ITEMS:
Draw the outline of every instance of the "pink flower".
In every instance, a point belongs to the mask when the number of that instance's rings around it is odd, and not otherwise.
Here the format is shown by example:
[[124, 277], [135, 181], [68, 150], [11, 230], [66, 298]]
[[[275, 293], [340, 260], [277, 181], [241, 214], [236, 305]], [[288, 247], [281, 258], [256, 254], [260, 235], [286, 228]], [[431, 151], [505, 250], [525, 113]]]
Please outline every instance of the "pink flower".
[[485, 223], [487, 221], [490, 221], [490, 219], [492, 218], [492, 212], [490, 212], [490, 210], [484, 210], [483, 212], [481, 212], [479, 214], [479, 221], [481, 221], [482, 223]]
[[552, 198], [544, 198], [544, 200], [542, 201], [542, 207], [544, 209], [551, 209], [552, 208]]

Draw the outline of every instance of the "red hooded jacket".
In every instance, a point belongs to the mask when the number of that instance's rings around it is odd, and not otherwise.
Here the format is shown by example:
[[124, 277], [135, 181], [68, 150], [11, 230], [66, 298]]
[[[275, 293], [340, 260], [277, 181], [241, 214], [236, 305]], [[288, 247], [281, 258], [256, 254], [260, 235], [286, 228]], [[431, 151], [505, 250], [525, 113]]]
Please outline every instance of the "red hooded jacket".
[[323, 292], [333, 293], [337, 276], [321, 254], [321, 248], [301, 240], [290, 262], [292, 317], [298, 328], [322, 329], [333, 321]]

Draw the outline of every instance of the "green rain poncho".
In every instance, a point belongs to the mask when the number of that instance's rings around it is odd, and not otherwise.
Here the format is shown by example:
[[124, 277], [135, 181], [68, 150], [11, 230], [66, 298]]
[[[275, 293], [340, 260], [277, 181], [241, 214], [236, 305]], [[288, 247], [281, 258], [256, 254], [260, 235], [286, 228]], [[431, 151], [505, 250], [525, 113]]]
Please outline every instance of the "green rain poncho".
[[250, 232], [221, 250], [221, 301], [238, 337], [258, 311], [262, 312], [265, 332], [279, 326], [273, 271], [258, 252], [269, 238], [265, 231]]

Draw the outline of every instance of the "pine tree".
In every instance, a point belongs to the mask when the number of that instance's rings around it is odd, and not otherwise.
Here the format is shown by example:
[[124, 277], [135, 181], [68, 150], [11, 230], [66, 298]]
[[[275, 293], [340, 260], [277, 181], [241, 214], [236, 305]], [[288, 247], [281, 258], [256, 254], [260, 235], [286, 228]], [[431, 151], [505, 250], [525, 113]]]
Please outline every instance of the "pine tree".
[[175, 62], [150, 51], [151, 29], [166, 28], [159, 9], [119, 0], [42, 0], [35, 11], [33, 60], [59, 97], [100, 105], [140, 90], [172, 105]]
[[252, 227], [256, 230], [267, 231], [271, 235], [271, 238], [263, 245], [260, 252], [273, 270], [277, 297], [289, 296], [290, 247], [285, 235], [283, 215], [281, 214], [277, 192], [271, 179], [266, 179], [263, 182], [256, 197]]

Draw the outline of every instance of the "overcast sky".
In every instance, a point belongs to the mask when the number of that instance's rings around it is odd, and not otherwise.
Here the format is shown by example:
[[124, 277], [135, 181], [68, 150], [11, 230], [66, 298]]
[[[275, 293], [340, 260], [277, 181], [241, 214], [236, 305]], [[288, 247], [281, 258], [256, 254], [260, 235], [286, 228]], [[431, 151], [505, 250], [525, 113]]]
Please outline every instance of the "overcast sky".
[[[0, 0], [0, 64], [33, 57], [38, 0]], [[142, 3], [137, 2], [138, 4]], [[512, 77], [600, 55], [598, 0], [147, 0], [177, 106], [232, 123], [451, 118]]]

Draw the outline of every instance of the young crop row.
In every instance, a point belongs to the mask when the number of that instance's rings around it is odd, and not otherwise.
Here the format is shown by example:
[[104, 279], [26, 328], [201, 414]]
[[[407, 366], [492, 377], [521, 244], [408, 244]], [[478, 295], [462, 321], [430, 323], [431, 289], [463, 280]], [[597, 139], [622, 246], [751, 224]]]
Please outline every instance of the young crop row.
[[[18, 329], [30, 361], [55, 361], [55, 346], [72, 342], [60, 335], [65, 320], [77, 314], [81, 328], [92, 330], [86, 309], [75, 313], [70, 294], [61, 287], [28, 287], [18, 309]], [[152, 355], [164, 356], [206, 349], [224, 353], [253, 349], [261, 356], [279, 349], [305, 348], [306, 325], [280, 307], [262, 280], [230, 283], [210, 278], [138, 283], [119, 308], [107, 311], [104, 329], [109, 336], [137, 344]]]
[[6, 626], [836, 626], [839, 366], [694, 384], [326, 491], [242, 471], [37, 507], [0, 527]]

YOUR INSTRUCTIONS:
Reproduce all of the records above verbatim, line for line and in the same order, without altering any character.

RIGHT ANSWER:
Draw the outline of every instance of the "pink flower".
In every instance, a point belongs to the mask when the number of that instance's rings around it is odd, and not otherwise.
Here the format is shown by example:
[[124, 277], [135, 181], [68, 150], [11, 230], [66, 298]]
[[[275, 293], [340, 260], [277, 181], [241, 214], [236, 305]], [[288, 247], [281, 258], [256, 254], [260, 235], [286, 228]], [[431, 151], [505, 250], [525, 113]]]
Please outline every instance of the "pink flower".
[[485, 223], [487, 221], [490, 221], [490, 219], [492, 218], [492, 212], [490, 212], [490, 210], [484, 210], [483, 212], [481, 212], [479, 214], [479, 221], [481, 221], [482, 223]]
[[552, 198], [544, 198], [544, 200], [542, 201], [542, 207], [544, 209], [551, 209], [552, 208]]

Draw the outline of every instance of the "red hooded jacket".
In every instance, a point belongs to the mask when the number of that instance's rings around it is odd, and not otherwise.
Here the format is shown by example:
[[124, 277], [135, 181], [68, 150], [11, 230], [66, 298]]
[[[275, 293], [340, 260], [277, 181], [241, 214], [236, 305]], [[288, 247], [281, 258], [256, 254], [260, 235], [286, 228]], [[431, 151], [505, 250], [525, 113]]]
Please outline every instance of the "red hooded jacket".
[[323, 292], [333, 293], [337, 276], [321, 254], [321, 248], [301, 240], [290, 262], [292, 317], [298, 328], [322, 329], [333, 321]]

Draw the outline of every instance of the "green rain poncho".
In every instance, a point belongs to the mask when the number of that instance's rings around it is odd, and not otherwise.
Here the format is shown by example:
[[124, 277], [135, 181], [68, 150], [11, 230], [66, 298]]
[[[275, 293], [340, 260], [277, 181], [241, 214], [236, 305]], [[288, 247], [281, 258], [256, 254], [260, 235], [286, 228]], [[431, 151], [505, 250], [525, 113]]]
Please outline every instance of the "green rain poncho".
[[250, 232], [221, 250], [221, 301], [238, 337], [258, 311], [262, 312], [265, 332], [279, 326], [273, 271], [258, 252], [269, 238], [265, 231]]

Draw the outline of every instance of the "pine tree".
In every instance, a point belongs to the mask when the number of that instance's rings around it is odd, and not otherwise.
Here the format is shown by example:
[[124, 277], [135, 181], [68, 150], [11, 230], [66, 298]]
[[[275, 293], [340, 260], [277, 181], [241, 214], [236, 305]], [[288, 247], [281, 258], [256, 254], [260, 235], [286, 228]], [[431, 151], [505, 250], [525, 113]]]
Please outline every instance of the "pine tree".
[[175, 62], [150, 51], [151, 29], [166, 28], [159, 9], [119, 0], [42, 0], [35, 11], [33, 60], [59, 97], [100, 105], [140, 90], [172, 105]]
[[252, 227], [256, 230], [267, 231], [271, 235], [271, 238], [263, 245], [260, 252], [273, 270], [277, 297], [289, 296], [290, 247], [285, 235], [283, 215], [281, 214], [277, 192], [271, 179], [266, 179], [263, 182], [256, 197]]

Draw the outline of every instance of the "overcast sky".
In every instance, a point belongs to the mask when the number of that instance's rings around it is odd, and not otherwise.
Here the format is shown by example:
[[124, 277], [135, 181], [68, 150], [11, 230], [66, 298]]
[[[275, 293], [340, 260], [277, 181], [241, 214], [236, 305]], [[288, 247], [281, 258], [256, 254], [260, 235], [286, 228]], [[431, 151], [505, 250], [525, 113]]]
Please outline every instance of the "overcast sky".
[[[0, 0], [0, 64], [33, 57], [38, 0]], [[142, 3], [137, 2], [138, 4]], [[512, 77], [600, 55], [598, 0], [147, 0], [177, 106], [232, 123], [451, 118]]]

Draw the outline of every instance of the young crop row.
In every instance, a point belongs to the mask when the number of that instance's rings around it is odd, and not otherwise.
Here the format is shown by example:
[[104, 279], [26, 328], [201, 414]]
[[[407, 366], [492, 377], [521, 244], [408, 244]], [[478, 295], [462, 321], [430, 323], [431, 289], [463, 280]], [[597, 139], [622, 246], [751, 224]]]
Please outline every instance of the young crop row.
[[[18, 329], [30, 361], [55, 361], [55, 346], [72, 342], [60, 335], [65, 320], [77, 314], [81, 328], [92, 330], [86, 309], [75, 313], [70, 294], [61, 287], [28, 287], [18, 309]], [[152, 355], [164, 356], [206, 349], [224, 353], [253, 349], [261, 356], [279, 349], [305, 348], [306, 325], [280, 307], [262, 280], [230, 283], [210, 278], [138, 283], [119, 308], [107, 311], [104, 329], [109, 336], [137, 344]]]
[[6, 626], [836, 626], [839, 366], [694, 384], [326, 491], [242, 471], [37, 507], [0, 527]]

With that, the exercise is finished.